___ Entries supplied

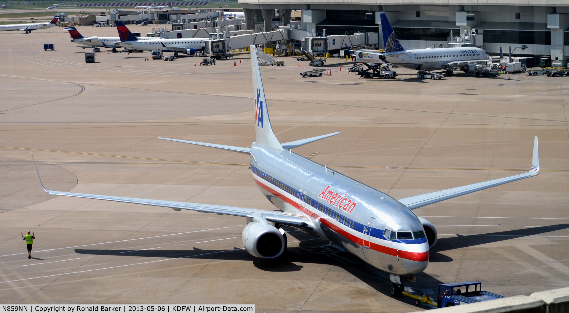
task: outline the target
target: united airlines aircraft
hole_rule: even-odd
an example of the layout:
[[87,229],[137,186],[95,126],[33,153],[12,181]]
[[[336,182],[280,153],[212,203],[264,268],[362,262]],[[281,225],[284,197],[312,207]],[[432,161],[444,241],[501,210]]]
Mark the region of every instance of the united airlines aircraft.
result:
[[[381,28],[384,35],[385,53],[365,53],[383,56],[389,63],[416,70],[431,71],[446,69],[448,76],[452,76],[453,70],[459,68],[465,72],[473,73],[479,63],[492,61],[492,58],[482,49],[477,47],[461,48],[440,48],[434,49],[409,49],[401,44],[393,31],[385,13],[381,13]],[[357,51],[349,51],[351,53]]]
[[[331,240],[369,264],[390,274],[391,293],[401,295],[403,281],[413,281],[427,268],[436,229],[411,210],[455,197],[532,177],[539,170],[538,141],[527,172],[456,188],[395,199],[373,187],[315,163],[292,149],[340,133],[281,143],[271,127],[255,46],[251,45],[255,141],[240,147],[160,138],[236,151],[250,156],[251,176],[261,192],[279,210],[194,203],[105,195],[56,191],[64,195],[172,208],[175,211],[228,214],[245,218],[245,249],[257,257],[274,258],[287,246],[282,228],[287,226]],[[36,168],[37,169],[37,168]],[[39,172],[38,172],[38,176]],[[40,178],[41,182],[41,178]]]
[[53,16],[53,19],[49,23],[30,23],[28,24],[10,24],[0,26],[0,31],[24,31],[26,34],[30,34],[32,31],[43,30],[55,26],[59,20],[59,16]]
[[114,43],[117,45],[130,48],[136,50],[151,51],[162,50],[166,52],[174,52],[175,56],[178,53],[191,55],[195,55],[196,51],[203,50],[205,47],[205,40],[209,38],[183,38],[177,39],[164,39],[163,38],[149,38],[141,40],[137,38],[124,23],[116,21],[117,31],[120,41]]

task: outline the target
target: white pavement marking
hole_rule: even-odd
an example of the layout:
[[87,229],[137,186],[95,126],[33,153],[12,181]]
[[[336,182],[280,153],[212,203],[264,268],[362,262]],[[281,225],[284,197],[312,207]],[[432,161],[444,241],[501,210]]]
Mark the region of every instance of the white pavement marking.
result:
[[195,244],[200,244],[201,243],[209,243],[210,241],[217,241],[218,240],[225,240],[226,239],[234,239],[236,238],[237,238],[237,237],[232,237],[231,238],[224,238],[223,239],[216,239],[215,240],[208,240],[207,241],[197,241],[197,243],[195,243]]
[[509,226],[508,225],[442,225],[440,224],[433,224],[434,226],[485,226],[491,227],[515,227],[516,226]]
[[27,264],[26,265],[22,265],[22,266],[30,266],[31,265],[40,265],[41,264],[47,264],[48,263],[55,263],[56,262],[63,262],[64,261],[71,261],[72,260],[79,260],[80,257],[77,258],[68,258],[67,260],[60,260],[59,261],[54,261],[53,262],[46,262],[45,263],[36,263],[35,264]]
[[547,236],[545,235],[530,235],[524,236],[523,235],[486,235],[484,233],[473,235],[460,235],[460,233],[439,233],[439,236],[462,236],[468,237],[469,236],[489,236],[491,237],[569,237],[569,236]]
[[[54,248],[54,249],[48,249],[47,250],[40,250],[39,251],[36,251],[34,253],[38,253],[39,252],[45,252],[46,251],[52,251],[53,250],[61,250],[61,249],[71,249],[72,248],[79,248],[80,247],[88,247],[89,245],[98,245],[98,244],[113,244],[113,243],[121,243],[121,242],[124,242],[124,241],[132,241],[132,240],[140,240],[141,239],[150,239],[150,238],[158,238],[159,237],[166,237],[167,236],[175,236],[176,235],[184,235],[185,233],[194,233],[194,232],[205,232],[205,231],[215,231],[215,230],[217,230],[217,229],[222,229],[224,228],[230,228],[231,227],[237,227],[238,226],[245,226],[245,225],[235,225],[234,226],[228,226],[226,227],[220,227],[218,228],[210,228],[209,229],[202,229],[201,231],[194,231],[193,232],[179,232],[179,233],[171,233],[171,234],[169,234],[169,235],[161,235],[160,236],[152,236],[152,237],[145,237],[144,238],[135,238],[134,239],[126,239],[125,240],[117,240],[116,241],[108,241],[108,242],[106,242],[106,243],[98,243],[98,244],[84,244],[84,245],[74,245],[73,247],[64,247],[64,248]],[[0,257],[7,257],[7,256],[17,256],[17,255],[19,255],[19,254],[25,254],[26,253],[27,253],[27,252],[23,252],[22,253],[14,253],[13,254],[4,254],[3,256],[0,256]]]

______

* [Written problem]:
Pick out each line above that contains the word "instance", and copy those lines unchanged.

* [Solution below]:
Mark the region of every instance of the united airlines aircraft.
Mark the region of every instance of the white pavement marking.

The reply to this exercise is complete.